▶ **Task inputs**
•••
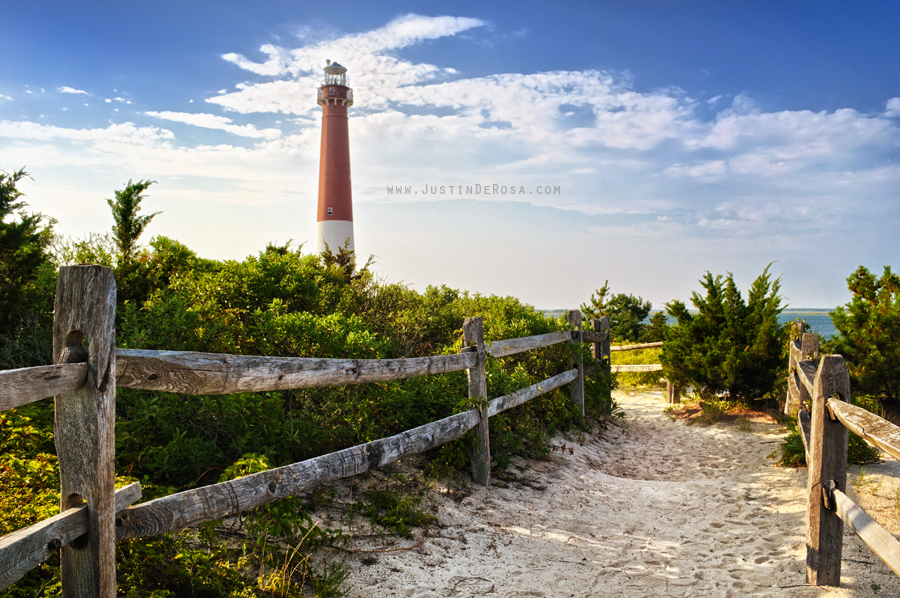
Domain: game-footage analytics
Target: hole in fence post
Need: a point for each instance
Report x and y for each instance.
(75, 350)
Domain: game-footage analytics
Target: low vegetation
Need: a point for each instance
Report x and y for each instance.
(280, 302)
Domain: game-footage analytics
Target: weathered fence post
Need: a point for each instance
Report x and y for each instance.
(597, 348)
(807, 346)
(673, 393)
(473, 333)
(577, 385)
(827, 462)
(602, 352)
(84, 426)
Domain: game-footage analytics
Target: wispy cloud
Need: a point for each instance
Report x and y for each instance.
(212, 121)
(709, 179)
(893, 108)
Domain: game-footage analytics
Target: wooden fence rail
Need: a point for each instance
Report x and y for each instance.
(820, 396)
(93, 515)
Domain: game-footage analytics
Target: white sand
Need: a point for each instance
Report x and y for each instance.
(648, 507)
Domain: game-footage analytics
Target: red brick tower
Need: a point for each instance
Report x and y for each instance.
(335, 218)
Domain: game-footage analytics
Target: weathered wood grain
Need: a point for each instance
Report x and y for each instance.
(795, 355)
(216, 373)
(875, 430)
(876, 537)
(594, 336)
(27, 385)
(602, 354)
(25, 549)
(806, 378)
(673, 393)
(84, 426)
(511, 346)
(192, 507)
(805, 424)
(635, 347)
(576, 388)
(473, 334)
(638, 367)
(809, 346)
(827, 460)
(528, 393)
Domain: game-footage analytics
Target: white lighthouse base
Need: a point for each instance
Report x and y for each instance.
(335, 233)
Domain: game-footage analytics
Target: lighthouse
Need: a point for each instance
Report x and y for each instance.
(335, 218)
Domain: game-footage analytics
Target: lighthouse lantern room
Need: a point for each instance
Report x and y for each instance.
(334, 227)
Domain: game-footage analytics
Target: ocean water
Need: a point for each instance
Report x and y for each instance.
(818, 319)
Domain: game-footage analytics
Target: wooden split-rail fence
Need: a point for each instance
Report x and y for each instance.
(819, 395)
(94, 516)
(673, 393)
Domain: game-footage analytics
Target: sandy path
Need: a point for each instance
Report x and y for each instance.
(650, 507)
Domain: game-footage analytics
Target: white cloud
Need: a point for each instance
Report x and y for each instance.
(211, 121)
(647, 164)
(127, 132)
(893, 108)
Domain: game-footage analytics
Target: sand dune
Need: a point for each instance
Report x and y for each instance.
(648, 507)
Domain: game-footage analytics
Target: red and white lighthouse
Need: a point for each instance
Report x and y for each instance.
(335, 218)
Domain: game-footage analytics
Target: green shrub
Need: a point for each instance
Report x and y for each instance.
(869, 334)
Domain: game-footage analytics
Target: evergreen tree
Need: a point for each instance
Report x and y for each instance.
(24, 264)
(730, 345)
(128, 225)
(626, 313)
(869, 327)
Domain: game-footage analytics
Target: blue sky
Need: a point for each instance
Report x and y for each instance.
(683, 137)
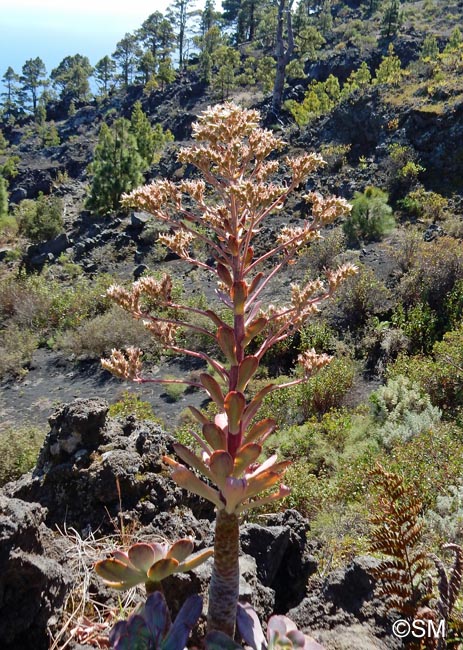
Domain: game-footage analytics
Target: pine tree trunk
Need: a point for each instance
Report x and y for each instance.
(283, 56)
(224, 587)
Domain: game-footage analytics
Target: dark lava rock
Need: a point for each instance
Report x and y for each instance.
•••
▶ **Exercise description**
Repeat every record above exactly, except the pictures.

▶ **Your solution**
Domain: game-footage analytics
Target: hole in fence post
Need: a point for each instance
Report x and y for each instance.
(75, 350)
Domain: game-footage analytics
Target: low vegetation
Need: a point for each instance
Report x and y for each instance.
(280, 302)
Domain: game-footage analytics
Target: weathered fence post
Need: a point for each instance
Report x and y for each instance.
(597, 348)
(807, 346)
(673, 393)
(473, 333)
(577, 385)
(827, 462)
(602, 352)
(84, 426)
Domain: game-footage analytics
Target: wispy cloud
Need: a point for each instance
Report x and y for each instance.
(212, 121)
(709, 179)
(893, 108)
Domain: game-footage analytics
Target: wooden fence rail
Need: a point for each instance
Report x and y for each instance.
(820, 396)
(93, 515)
Domain: game-footage analytics
Target: white sand
Need: a point for each instance
Report x and y for each instance.
(648, 507)
Domain: game-footage analytics
Target: red brick tower
Need: a point for each instance
Report x and y for each instance.
(335, 218)
Domain: game-footage analytics
Target: weathered wood grain
Need: a point for each instance
Report x and y for each instance.
(795, 355)
(216, 373)
(875, 430)
(876, 537)
(594, 336)
(27, 385)
(602, 354)
(25, 549)
(806, 378)
(673, 393)
(84, 426)
(511, 346)
(192, 507)
(805, 424)
(635, 347)
(576, 388)
(473, 334)
(638, 367)
(809, 346)
(827, 460)
(528, 393)
Domain: game-footage analytics
Target: white lighthouse base
Need: a point for each instance
Report x and y for each instance.
(335, 233)
Domain: game-footage analytics
Target: lighthouse
Need: a point for each instance
Report x and y for each instance.
(335, 218)
Domain: game-footage analytics
Target: lighthouse lantern room
Need: a point for each instance
Report x and y for each instance.
(334, 227)
Domain: game-footage analytics
Target: ocean water
Need: a point for each instance
Report x and y for each instance.
(818, 319)
Domain: game-footage analytics
Target: wooden split-rail fence
Need: a point for each instance
Report x and y for each instance.
(819, 395)
(94, 516)
(673, 393)
Domain: game-footage analytics
Target: sandy path
Need: a point for each instance
Report x and y for each instance.
(650, 507)
Domain: game-footage analytics
Target: white cloud
Need: a point for each instance
Report x and y for each instance.
(211, 121)
(647, 164)
(127, 132)
(893, 108)
Domain: game-footage analytics
Target: sand dune
Need: a point for each instance
Report x and y for each instance.
(648, 507)
Domain: game-footage analytics
Target: red and white lighthouse
Need: a point for each instance
Report x and y for each instance.
(335, 218)
Domain: game-footage analytics
Target: green shrub
Need: a point for each instance
Report x and y for each instance.
(869, 334)
Domain: game-footage analytics
Target: evergreen tree
Need: a point for each instance
Report x and y for each instance.
(24, 264)
(730, 345)
(128, 225)
(626, 313)
(869, 327)
Domain: game-footage analytics
Target: blue sky
Need: a point for each instance
Report x and y for each instance.
(683, 137)
Domain: game-footage analytics
Target: pine tree trunk
Need: a point for each instance
Report x and y for each instance.
(283, 56)
(224, 587)
Domain: game-footage analytics
Target: dark lava rock
Need: a point for each instance
Report x and y for each instance.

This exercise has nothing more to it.